Exercise details: The data should be written out in full, exactly as it stands, and the pictures dropped.

Dataset records:
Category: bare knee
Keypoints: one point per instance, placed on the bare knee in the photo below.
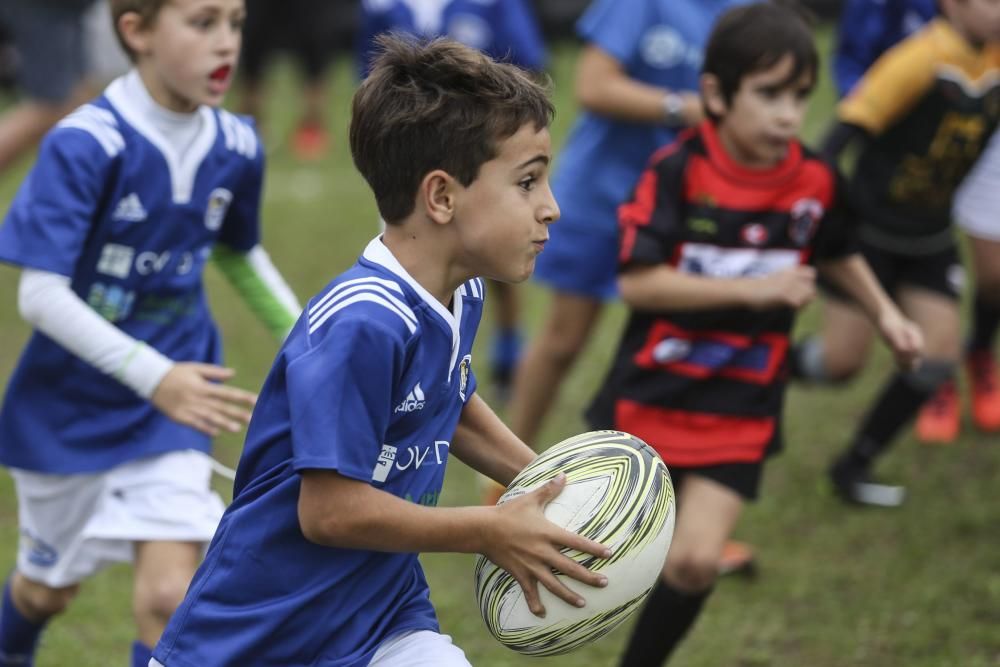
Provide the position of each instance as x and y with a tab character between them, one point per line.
159	597
692	571
39	602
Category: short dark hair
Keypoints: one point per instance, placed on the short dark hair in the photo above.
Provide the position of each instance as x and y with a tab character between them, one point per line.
147	10
751	38
436	104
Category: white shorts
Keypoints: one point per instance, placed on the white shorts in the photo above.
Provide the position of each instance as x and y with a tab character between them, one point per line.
73	525
417	648
977	203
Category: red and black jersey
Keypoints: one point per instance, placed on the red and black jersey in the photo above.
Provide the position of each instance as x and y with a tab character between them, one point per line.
706	387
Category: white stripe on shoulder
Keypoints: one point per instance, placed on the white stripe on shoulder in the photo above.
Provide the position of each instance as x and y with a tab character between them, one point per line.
356	281
474	288
100	124
239	134
362	297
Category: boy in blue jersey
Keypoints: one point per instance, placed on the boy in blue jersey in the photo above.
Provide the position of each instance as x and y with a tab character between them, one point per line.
108	418
315	561
637	83
506	30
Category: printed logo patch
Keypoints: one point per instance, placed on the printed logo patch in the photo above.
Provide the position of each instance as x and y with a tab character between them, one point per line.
415	400
115	260
806	214
384	463
130	209
218	205
754	234
464	369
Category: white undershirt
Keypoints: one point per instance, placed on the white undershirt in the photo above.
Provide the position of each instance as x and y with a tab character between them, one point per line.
179	129
49	304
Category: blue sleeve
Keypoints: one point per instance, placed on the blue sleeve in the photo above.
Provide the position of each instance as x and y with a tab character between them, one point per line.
340	397
241	228
518	36
52	215
616	26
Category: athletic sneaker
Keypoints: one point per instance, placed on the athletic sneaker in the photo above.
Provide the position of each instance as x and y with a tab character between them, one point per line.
939	418
855	485
985	390
737	558
310	142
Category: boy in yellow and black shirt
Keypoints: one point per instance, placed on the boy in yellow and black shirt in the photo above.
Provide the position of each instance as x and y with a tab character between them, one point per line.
923	112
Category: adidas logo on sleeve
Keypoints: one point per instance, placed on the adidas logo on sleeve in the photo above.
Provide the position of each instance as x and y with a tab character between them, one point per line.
413	401
129	209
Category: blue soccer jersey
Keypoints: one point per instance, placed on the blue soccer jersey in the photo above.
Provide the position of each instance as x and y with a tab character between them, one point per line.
504	29
371	383
658	42
868	29
131	222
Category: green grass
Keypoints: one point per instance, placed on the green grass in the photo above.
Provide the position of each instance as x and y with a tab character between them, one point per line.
920	586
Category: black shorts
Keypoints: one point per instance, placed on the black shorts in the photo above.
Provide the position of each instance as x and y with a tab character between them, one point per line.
743	478
940	272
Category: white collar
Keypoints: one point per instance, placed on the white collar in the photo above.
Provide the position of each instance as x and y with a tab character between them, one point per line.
130	98
378	253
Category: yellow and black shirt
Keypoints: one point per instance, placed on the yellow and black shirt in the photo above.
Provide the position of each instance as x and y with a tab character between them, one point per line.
929	105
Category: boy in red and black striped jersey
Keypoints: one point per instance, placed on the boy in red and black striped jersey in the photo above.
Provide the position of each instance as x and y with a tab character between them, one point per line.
717	251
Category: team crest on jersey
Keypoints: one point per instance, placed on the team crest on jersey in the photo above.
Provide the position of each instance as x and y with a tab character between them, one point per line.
754	234
806	214
464	369
218	205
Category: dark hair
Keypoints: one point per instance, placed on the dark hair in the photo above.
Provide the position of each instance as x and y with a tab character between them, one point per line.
751	38
435	104
147	10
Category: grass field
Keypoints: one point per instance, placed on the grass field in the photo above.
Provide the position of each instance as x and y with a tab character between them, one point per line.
918	587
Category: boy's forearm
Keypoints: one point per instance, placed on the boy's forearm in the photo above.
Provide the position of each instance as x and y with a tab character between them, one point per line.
853	275
483	442
336	511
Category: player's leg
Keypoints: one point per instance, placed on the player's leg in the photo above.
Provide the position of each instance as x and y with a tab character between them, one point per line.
26	609
707	513
980	359
53	556
49	40
976	205
506	345
310	23
420	648
163	571
937	315
162	507
568	322
579	267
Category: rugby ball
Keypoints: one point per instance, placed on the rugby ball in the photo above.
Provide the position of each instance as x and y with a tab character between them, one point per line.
618	492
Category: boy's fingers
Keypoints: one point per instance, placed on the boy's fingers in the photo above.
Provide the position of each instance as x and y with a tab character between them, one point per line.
581	543
558	588
212	372
530	588
233	395
580	573
231	411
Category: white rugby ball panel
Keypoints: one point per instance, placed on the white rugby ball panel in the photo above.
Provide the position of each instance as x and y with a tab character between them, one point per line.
618	493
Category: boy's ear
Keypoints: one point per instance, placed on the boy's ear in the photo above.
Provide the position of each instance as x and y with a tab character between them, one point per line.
711	93
437	196
133	32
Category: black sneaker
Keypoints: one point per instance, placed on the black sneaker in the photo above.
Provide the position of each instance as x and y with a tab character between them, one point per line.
855	485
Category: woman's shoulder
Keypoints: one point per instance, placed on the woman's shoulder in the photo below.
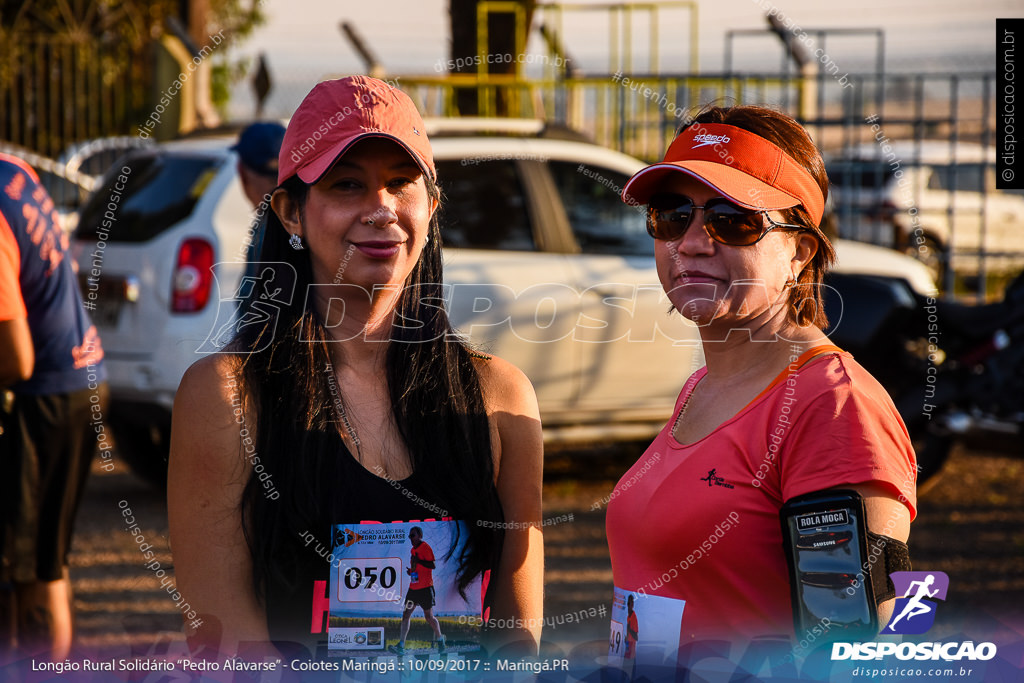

Response area:
Category: bare knee
Keypoints: one point per instance, placed on the bare knee in the photo below.
Provide the position of each instance as x and y with a tab character between them, one point per line.
159	597
692	571
39	602
Category: short dark hair
Keypoints: one point per instance, placed on the short dark hair in the photo above.
Provide the position of each instance as x and y with a tab character between them, one point per line.
147	10
751	38
436	104
Category: white shorts
Keypoints: one point per instance, placed on the white shorts in the photo above.
Provide the position of each instance as x and y with a tab character between them, one point per line.
73	525
417	648
977	203
Category: red and black jersey
Keypoints: one point per instance, placed on the red and black jersey in the photo above.
Provide the position of each instance as x and y with a tab character between them, one point per line.
706	387
Category: white stripe on shoulder
Keypoints: one point per instance, placed on the white stripe on shoulder in the photo above.
Provide the position of each instance as x and y with a tab character between them, one point per line.
356	281
474	288
100	124
239	134
362	297
Category: boy in blue jersey
Keypoints: one point per instance, placed on the boy in blue jersey in the photo above.
Provide the position of each instance as x and y with a tab character between them, one point per line.
108	418
315	561
637	83
506	30
Category: printed logo patch
Keypoints: one point per instance, placed on the printed logo patch in the photo above.
Provide the position of each instance as x and y with a tab character between them, one point per line.
415	400
115	260
806	214
384	463
130	209
218	205
754	234
464	369
Category: white undershirt
Keypoints: one point per instance, placed on the white undershirt in the photo above.
Provide the position of each instance as x and y with a tab character between them, one point per line.
179	129
49	304
Category: blue sleeve
Keypoints: one point per instance, placed on the blue sleeve in the photo above.
Provide the position of each instance as x and y with a tab character between them, one point per line.
340	397
241	228
518	36
52	215
616	26
Category: athletic sneaker
Keypoints: one point per instance, placed on the athletic sneaker in the photo above.
Provide the position of each instance as x and y with a tab character between them, one point per line.
939	418
855	485
985	390
737	558
310	142
Category: boy in yellow and black shirt
Keypoints: one point per instance, placed on the boy in yellow and black shirt in the photo above.
Provide the position of each instance as x and y with a tab character between them, one point per line.
923	112
Category: adidas logo on sleeve
Keypoints: one point per instance, placed on the adidas logo on sleeve in the photo above.
Provide the position of each instance as x and y with a tab character between them, one point per line.
413	401
129	209
Category: blue soccer jersey
Keypoints: one point per instance, placed on the blue soccer jersey in the photo above.
Provide the position of each instance as x and y with a tab character between them, one point per line.
504	29
371	383
658	42
868	29
131	222
Category: green grass
Keypoints: one point per instance, placed on the green grass in the photo above.
Provide the position of each instance as x and y with a tab character between them, one point per line.
920	586
Category: black shorts
Keypoints: one point per instance, placed on the black shorts in the photo above.
Provide the position of each instance as x and y with a tab character between them, one point per line.
743	478
940	272
Category: white collar
Keypoints: one point per instance, placed on the white collar in the photo above.
Provide the position of each instance as x and y with a tab character between them, one point per line.
130	98
378	253
Category: yellow and black shirt
Keypoints: one point per instance, placed on the yellow and black shirt in the photo above.
Provide the position of each instance as x and y with a tab character between them, one point per line.
929	105
Category: boy in red and black striped jersey
Keypoints: one point per instance, placed on the boy in red and black striped jersey in the photo above.
Provide the position of each instance as x and y with a tab character between them, one point per line.
717	251
Category: team crest on jersey
Keypoints: one point per instance, placed on the team crest on jersey in the photo above.
Provide the position of each instance as x and y with a tab character between them, one point per line.
754	234
806	214
464	369
218	205
Category: dark hair
Keypoints: one point per instance, placed on the dark hair in the photo above.
Provide the position of each instance as x and y with a tab character between them, one point per line.
751	38
435	104
147	10
Category: grass field
Keypoints: one point per instance, placed on the grass field in the photo above.
Provide the position of each instance as x and y with a tab character between them, one point per line.
918	587
Category: boy's forearm
Keypoints: one point per instance, placed on the boy's forearm in the photo above.
Provide the position of each instance as x and y with a tab character between them, one point per line.
853	275
483	442
336	511
Category: player's leg
Keypoints: one point per instance, placed on the player's leg in the photo above.
Provide the position of each instance as x and y with a tab character between them, one point per line.
26	609
707	513
980	359
53	556
49	40
976	205
506	345
310	23
420	648
163	571
937	315
162	507
568	322
579	267
Category: rugby ball
Keypoints: one point per instance, placed on the rugby ball in the photo above.
Provide the position of each instance as x and y with a tab character between them, one point per line.
618	492
Category: boy's fingers
Keypoints: one point per instance, placed on the boy's fingers in the photo above.
Provide the position of each instance as x and y with a tab character between them, one point per line.
581	543
558	588
212	372
530	588
233	395
580	573
231	411
Category: white rugby ball panel
Keypoints: one point per instance, placed on the white rugby ball panel in the photo above.
Provide the position of each instance as x and y with a tab character between them, one point per line.
618	493
Category: boy's ear
Keypoints: one point per instance, placed on the boy's ear in the photo above.
Provide the position of each instance as x and y with a tab character between them, one point per line.
711	93
437	196
133	32
Category: black sneaker
Keypoints: one point per instance, placed on the black sneaker in the photo above.
Provide the position of each instance as x and y with a tab character between them, one point per line.
855	485
Category: woman's shoulder
Keypoints: one point per instance, placed on the woman's shoulder in the photo below.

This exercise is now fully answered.